What the task asks:
Report every line in the items below that contains the word "front".

Task input:
________________________

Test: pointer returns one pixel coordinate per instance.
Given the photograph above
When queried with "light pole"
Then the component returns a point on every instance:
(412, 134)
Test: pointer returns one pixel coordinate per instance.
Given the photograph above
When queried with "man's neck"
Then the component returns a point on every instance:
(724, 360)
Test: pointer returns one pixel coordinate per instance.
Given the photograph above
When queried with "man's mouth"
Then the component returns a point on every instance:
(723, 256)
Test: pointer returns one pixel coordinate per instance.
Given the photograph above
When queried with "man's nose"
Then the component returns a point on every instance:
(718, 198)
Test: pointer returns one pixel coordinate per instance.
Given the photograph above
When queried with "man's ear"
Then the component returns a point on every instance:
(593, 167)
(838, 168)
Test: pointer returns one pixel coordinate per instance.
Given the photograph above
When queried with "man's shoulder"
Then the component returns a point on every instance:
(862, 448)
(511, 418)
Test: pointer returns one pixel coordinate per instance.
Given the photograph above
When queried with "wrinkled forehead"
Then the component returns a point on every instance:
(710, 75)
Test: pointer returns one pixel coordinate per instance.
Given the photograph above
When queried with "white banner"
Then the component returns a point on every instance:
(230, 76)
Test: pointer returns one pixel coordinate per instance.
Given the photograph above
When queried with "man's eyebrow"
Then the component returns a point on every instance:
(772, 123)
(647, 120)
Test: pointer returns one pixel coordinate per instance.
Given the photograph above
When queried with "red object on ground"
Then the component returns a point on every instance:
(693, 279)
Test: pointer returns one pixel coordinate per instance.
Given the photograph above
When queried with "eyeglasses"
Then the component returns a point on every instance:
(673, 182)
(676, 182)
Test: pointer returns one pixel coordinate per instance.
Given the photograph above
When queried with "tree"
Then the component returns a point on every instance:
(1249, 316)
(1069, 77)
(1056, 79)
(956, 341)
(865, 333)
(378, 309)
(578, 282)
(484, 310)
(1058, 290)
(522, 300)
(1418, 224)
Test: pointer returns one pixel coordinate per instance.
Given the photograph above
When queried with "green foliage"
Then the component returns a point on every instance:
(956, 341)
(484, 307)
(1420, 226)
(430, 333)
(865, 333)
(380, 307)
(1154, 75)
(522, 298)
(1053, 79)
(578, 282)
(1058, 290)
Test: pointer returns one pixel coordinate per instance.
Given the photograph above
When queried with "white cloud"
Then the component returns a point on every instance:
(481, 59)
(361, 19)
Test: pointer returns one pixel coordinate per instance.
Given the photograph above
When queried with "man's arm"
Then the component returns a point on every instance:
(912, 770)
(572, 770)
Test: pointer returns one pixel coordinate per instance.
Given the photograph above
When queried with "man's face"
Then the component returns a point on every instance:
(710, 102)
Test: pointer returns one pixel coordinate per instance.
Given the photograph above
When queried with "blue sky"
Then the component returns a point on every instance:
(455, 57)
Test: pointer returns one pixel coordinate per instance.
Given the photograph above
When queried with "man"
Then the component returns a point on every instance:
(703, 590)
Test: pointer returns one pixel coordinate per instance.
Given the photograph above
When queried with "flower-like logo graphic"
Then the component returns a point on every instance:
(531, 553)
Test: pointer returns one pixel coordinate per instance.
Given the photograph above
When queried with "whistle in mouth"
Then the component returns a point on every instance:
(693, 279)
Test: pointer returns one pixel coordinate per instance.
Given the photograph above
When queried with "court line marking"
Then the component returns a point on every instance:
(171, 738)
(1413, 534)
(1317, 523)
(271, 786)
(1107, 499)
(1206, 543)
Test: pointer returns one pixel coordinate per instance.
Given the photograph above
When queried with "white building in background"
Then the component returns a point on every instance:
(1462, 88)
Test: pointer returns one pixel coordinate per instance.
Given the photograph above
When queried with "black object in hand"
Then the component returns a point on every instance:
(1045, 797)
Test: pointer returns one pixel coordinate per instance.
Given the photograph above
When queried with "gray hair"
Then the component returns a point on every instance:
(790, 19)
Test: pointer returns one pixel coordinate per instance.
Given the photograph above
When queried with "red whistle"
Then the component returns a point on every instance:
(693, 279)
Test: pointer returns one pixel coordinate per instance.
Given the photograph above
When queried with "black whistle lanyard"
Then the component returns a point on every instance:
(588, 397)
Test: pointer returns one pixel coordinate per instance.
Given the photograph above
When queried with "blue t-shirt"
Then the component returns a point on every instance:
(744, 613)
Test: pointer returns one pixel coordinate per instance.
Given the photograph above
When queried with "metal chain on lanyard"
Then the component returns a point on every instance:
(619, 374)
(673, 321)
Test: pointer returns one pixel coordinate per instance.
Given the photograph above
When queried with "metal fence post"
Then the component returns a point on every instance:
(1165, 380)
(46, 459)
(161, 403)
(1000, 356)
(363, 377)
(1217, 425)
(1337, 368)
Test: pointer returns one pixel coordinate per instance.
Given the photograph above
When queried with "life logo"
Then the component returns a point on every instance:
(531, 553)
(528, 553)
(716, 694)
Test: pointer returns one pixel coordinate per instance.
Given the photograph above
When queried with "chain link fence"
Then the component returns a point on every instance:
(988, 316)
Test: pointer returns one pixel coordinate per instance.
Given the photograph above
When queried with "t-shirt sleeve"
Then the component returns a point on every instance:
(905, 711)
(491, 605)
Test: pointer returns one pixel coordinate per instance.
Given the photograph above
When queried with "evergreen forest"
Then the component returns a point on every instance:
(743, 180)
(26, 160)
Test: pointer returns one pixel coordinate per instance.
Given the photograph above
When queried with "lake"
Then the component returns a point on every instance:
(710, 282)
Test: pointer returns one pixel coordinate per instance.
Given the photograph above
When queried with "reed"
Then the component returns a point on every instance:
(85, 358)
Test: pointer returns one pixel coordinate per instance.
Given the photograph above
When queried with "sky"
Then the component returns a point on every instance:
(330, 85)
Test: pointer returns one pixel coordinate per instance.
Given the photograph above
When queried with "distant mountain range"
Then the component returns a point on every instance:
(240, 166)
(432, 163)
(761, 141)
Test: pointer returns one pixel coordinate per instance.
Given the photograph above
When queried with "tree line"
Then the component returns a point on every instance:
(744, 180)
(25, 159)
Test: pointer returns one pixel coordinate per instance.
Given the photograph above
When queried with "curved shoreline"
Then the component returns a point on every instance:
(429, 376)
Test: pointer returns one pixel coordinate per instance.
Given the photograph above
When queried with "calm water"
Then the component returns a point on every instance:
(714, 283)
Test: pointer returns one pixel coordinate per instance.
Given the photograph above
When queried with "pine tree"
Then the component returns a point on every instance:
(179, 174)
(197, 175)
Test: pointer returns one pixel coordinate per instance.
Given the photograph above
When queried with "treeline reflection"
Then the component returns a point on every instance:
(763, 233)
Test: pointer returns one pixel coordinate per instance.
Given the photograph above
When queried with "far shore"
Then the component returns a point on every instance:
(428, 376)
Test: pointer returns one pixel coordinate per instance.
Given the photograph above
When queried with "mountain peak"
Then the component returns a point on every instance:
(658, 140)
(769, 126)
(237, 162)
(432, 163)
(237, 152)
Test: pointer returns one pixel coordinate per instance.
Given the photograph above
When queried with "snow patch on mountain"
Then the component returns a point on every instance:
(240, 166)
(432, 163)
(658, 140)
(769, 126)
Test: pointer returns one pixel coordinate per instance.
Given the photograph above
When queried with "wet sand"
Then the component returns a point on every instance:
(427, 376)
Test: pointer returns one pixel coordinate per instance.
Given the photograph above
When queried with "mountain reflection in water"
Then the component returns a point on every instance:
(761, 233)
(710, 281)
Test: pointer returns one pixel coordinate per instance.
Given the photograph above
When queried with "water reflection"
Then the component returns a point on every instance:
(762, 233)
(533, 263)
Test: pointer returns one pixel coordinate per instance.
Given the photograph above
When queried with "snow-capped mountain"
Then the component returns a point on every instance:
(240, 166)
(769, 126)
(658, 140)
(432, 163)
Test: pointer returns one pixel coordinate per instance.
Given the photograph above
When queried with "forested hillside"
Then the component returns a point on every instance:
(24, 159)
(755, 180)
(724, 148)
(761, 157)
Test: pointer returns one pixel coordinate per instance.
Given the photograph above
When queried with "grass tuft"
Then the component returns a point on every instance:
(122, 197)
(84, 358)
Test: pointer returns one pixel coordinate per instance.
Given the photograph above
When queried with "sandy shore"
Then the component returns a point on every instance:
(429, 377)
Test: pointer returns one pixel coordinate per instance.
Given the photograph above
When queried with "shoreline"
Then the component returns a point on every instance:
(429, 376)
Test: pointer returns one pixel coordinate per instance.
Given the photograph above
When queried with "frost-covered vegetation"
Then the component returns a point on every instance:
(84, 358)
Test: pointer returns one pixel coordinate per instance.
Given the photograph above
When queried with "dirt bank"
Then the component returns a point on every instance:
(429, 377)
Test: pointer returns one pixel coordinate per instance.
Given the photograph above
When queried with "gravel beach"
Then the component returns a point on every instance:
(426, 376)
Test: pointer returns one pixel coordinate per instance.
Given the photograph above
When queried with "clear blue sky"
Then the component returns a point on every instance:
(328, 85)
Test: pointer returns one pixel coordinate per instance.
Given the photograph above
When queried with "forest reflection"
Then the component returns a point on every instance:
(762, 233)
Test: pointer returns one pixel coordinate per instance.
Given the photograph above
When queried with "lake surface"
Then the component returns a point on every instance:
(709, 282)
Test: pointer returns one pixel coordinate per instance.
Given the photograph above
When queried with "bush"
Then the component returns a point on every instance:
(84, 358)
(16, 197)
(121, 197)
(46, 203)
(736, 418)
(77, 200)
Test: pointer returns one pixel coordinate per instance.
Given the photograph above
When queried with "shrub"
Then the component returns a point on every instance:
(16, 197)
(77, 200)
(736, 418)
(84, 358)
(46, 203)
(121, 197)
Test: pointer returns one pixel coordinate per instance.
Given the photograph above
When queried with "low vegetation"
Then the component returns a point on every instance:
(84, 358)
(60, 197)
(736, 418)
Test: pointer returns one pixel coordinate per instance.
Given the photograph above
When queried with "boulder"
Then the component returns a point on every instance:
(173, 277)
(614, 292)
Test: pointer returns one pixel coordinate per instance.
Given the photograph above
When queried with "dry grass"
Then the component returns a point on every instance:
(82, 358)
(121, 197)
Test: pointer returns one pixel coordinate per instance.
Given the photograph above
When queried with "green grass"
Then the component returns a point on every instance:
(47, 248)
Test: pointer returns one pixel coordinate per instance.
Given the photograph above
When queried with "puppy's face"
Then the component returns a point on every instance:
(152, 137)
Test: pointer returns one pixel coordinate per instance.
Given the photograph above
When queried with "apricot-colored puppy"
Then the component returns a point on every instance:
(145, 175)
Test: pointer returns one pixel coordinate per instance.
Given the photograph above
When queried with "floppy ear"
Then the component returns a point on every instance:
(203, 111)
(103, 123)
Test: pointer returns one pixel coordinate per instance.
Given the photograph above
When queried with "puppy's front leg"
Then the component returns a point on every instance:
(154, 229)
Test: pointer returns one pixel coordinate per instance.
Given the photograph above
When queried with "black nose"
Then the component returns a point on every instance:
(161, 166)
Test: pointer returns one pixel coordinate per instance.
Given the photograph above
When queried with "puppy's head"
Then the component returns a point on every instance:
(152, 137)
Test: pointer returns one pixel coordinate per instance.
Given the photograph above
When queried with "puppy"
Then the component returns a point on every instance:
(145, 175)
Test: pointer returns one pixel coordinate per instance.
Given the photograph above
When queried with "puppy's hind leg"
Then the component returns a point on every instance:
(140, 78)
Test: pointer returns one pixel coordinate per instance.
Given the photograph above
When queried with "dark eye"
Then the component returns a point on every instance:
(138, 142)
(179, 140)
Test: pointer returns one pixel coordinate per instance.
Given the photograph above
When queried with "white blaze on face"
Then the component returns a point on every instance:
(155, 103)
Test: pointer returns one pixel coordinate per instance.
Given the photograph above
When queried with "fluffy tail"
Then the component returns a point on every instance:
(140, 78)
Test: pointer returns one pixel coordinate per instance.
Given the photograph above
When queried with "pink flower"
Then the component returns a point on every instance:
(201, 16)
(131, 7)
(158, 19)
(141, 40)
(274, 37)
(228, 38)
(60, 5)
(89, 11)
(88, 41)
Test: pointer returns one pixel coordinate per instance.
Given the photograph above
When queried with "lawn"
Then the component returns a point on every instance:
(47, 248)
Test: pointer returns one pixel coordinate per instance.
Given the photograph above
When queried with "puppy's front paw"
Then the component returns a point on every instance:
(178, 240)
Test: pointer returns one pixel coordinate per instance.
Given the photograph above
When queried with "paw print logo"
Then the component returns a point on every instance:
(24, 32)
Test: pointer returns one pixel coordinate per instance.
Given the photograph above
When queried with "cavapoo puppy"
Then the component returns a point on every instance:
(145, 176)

________________________

Response to the exercise:
When queried with "puppy's front leg"
When queried with "puppy's front paw"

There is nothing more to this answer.